* _Set tasks_
1) Translate this sentence from the article on real estate branding into Spanish: "You don’t go out and say I am going to develop my brand; it should be a natural extension."
2) Summarize the article on real estate branding in two sentences.
3) Carry on the article on real estate branding from its last sentence.

* _Quoted text_
** BEGIN **
Getting your brand out there
Every year, companies spend endless amounts of time and money on creating a brand. Real Estate Business spoke to the people who have helped shape real estate brands into what they are today…

hockingstuart
CEO, Nigel O’Neil
Last year, we conducted research that revealed the majority of vendors feel safe choosing hockingstuart because we’re an established brand with a proven track record. For vendors and landlords, our experience and size gives them security, but they also take comfort in our personalised, intimate service. Based on this, last year we developed a new brand campaign (which is still running today) that focused on the message, “You’re in good hands”. The campaign messaging reinforces the perceived benefits of our size and experience in a way that is still highly personal.

LJ Hooker
Head of LJ Hooker Marketing, John Darrow
LJ Hooker has always invested heavily in our brand and we do have that iconic status, so continuing to invest in our brand is a great priority for our company. There are thousands of touch points when we talk about our brand, and in real estate, it is everything from our premises, to the attire our agents wear to the cars our property managers drive around in. It is also how we appear on the real estate portals; it is our advertising; and our TV commercials. The brand program is a brand refresh, not a new brand. We are refreshing the LJ Hooker brand people already know. It encompasses all those touch points, it is more than just the logo. It’s really just sticking back into the values this company has always stood for and making sure it is presented in a modern way that is consistent with how consumers are communicating with agents. It involves old media like print etc, but is much more about how we express ourselves and how we engage with our customers online.

BHR Your Agency for Life
Director, Reece Coleman
The brand is the business’ personality and its culture; the brand is everything we do. It reflects how we talk to clients, how we hold our auctions and the clothes we wear.
You don’t go out and say I am going to develop my brand; it should be a natural extension.
The BHR brand is the Eastern Suburbs [in Sydney]; it is the people and area we service. So we want our brand to best reflect that. How do we really personify our strength in the market? We have shown it by putting our brand in iconic locations across the Eastern Suburbs. That is why we have our image of BHR at Bondi Icebergs, on the cliffs of Clovelly and in Surry Hills. We specifically chose architectural images because it is about foundation, it’s about real estate. It is about strength. We use those images because it reflects how we want our brand to be engaged in our market.

Starr Partners
CEO, Douglas Driscoll
We are constantly running a branding campaign. I look at companies more like organisms rather than organisations, because they are constantly evolving and adapting to an ever-changing landscape. If you don’t change and adapt, you die – it’s as simple as that. In that respect, our brand is always at the forefront. I am our brand, our people are our brand, our marketing is our brand, our website is our brand. It all combines. Essentially, a good brand is one that has those emotional connections and also one that has a connection to the strategy of the business.

Richardson & Wrench
Executive director, Andrew Cocks
R&W has been around for over 150 years, the longest-established real estate business in the country, and as a result we have a great deal of history that comes with the brand. Recently we’ve spent time and effort reinvigorating the brand to make it relevant in the modern market place.
** END **
* _Recorded information_
** BEGIN **
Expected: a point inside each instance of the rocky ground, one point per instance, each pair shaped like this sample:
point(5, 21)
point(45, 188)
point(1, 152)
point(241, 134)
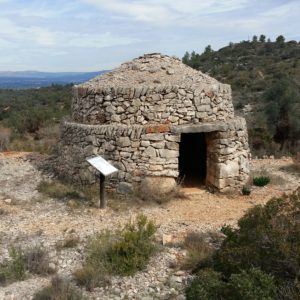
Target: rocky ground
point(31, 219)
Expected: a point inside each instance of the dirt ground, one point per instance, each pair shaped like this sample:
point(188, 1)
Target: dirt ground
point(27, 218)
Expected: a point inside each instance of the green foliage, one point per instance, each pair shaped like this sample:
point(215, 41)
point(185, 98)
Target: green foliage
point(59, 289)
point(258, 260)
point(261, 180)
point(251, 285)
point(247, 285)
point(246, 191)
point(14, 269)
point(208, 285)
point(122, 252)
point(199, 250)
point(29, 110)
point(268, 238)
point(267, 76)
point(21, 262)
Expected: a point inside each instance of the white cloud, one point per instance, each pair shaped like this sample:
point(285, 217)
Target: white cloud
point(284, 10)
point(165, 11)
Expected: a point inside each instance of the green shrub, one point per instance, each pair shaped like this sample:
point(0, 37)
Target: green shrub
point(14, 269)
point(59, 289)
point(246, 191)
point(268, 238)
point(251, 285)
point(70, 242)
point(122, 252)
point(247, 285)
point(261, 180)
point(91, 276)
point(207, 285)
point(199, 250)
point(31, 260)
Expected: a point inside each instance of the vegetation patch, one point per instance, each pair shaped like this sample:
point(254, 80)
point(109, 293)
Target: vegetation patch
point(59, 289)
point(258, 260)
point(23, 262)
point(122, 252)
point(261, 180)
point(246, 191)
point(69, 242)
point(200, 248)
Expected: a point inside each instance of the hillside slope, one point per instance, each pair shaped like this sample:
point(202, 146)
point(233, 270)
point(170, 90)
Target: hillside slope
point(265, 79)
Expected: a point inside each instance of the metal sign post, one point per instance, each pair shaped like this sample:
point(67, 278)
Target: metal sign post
** END **
* _Answers for the tasks_
1) Uno no sale a decir «voy a desarrollar mi marca»; debería ser una extensión natural.

2) People who have helped shape real estate brands describe their approaches: hockingstuart runs a campaign built on the message "You’re in good hands," and LJ Hooker is refreshing its existing brand across all its touch points rather than creating a new one. BHR ties its brand to Sydney’s Eastern Suburbs, Starr Partners is constantly running a branding campaign, and Richardson & Wrench has been reinvigorating its long-established brand for the modern market.

3)
We have worked with one of Australia’s best brand exponents and as a result of that we have re-established all our brand material. The look and feel of all our offices and marketing material has been re-launched over the last 12 months. It will carry us forward and be the foundation of what we do over the next decade. We are undertaking a number of cutting edge branding campaigns online at the moment. The first campaign, ‘See what Sold feels like’, encouraged people who had undergone an experience with R&W to film a video and place it online.
The second campaign, ‘Show us what Sold feels like’, is a similar promotion that encourages our market place to engage and create an emotional connection to our brand online.

Importance of a brand
While real estate networks and independents spend most of their time highlighting the differences between one another, one thing they seem all to agree on is that brand is paramount.

“The LJ Hooker brand is the centre point, the foundation of our business,” John Darrow, head of LJ Hooker Marketing, says. “From third party research, we have found that LJ Hooker has a strong heritage in the real estate industry, and is well known as an innovative company – and a brand Australians trust.

“If the brand is a means of maintaining trust in the market then we need to continue to invest in it. Our brand is the way we open doors and create opportunity, so it is extremely important to our business.”

Similarly, Douglas Driscoll, CEO of Starr Partners, believes the power – or weakness – of a brand can directly affect a business’ success.

“A brand is someone’s emotional connection to our business, so it is very important,” Mr Driscoll says. “People tend to make decisions with their heart rather than their head. So if we don’t have our branding right it will affect our bottom line.”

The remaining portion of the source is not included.